#### GOAL OF THE EXERCISE:
What is the number of lines in the following data that contain "broken"? Answer with the number alone.

#### GIVEN DATA:
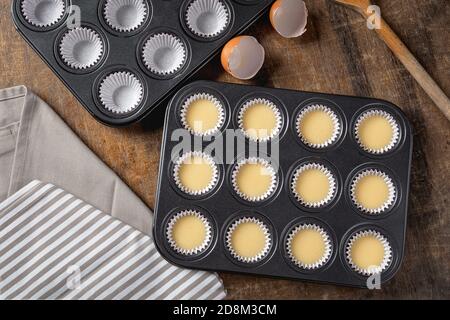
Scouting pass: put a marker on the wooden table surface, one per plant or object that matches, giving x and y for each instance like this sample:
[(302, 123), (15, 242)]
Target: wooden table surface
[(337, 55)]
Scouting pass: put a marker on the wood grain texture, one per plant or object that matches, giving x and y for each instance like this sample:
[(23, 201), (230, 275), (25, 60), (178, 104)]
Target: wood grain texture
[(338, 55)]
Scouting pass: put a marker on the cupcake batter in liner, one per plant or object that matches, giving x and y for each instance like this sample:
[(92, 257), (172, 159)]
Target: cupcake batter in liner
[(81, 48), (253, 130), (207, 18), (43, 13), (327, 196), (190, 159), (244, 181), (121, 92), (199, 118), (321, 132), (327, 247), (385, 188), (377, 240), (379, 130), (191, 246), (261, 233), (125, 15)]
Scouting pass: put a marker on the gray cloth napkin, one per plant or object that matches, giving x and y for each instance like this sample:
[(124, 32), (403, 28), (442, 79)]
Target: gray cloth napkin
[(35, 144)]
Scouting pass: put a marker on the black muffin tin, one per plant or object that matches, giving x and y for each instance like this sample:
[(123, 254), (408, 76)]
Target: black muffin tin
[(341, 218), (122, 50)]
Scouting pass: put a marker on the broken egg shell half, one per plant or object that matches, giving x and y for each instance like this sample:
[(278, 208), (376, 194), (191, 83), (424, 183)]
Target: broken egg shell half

#### SOLUTION BELOW:
2